■ EXERCISE ■
Scale the data from the line with "If you could locate the orange life" up to and including the final line, writing out every line again, requests included. Multiply each point coordinate in the answers by 1.95 and round to whole numbers, with halves rounded up.
◆ ◆ ◆ ◆ ◆
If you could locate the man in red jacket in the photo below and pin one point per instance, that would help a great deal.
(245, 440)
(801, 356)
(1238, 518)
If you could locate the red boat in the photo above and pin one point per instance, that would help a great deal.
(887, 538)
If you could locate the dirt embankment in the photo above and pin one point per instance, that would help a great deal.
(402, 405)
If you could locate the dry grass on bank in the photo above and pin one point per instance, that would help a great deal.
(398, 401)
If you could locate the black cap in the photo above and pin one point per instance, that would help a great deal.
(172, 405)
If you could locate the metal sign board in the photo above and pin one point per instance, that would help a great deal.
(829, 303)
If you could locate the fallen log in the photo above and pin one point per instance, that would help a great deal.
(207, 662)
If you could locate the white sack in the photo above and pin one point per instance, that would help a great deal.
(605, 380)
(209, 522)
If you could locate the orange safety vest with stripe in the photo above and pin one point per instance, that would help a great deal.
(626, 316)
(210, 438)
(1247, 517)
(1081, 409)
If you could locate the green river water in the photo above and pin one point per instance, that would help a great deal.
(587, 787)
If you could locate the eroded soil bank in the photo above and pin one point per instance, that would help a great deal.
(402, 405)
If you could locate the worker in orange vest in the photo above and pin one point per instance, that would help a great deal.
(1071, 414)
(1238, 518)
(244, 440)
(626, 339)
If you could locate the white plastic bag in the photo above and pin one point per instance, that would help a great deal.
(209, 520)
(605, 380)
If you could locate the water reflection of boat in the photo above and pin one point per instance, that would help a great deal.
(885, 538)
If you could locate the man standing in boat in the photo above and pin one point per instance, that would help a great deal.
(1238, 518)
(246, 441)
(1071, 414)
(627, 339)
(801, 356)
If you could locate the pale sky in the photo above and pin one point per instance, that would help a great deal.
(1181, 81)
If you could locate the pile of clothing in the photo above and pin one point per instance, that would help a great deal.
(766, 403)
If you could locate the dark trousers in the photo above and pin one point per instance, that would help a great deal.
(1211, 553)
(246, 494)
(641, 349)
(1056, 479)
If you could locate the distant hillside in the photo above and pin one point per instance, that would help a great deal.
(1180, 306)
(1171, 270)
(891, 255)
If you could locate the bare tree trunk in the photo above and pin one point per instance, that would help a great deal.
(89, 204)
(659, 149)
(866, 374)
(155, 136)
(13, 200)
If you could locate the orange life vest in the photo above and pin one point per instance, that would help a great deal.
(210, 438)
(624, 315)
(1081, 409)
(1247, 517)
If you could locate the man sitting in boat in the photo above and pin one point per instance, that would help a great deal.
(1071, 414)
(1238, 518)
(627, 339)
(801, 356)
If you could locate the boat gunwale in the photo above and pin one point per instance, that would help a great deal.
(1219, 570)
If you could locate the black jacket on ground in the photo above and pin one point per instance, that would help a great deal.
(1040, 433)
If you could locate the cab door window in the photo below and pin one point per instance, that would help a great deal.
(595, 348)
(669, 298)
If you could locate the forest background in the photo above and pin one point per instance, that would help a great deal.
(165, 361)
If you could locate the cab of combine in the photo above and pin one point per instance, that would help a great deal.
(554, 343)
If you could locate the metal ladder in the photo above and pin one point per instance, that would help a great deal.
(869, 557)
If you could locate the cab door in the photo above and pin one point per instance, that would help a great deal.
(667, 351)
◆ ◆ ◆ ◆ ◆
■ FINAL ANSWER ■
If you could locate the orange life vest in the photo above and pin one point per instance, that would help a great deal.
(410, 854)
(1217, 614)
(2108, 798)
(2432, 1008)
If you could locate the man sitting in boat in the photo above and pin one point per instance, that would help a great deal.
(2088, 807)
(2414, 1010)
(1223, 661)
(1562, 694)
If you could locate the boat gunwale in the photo above and pin one point per instance, that would help a great deal.
(2377, 1112)
If you could locate the black jacket on ground in the photo above and pin one point per instance, that would help a great deal.
(2028, 844)
If you could locate the cab door window in the photo below and pin one point per instance, that would help a great deal.
(1160, 679)
(1305, 581)
If you could locate the forest background in the photo above and pin one point per instance, that would help a great deal.
(322, 704)
If you could locate the cab of combine in the photo above and pin one point per instance, that would help a great deal.
(1080, 669)
If you could locate the metal ladder in the photo above and pin one point per instance, that would help a great deal.
(1695, 1086)
If you could locate the cab door in the photo above and pin one point per instance, that would help a great deal.
(1301, 684)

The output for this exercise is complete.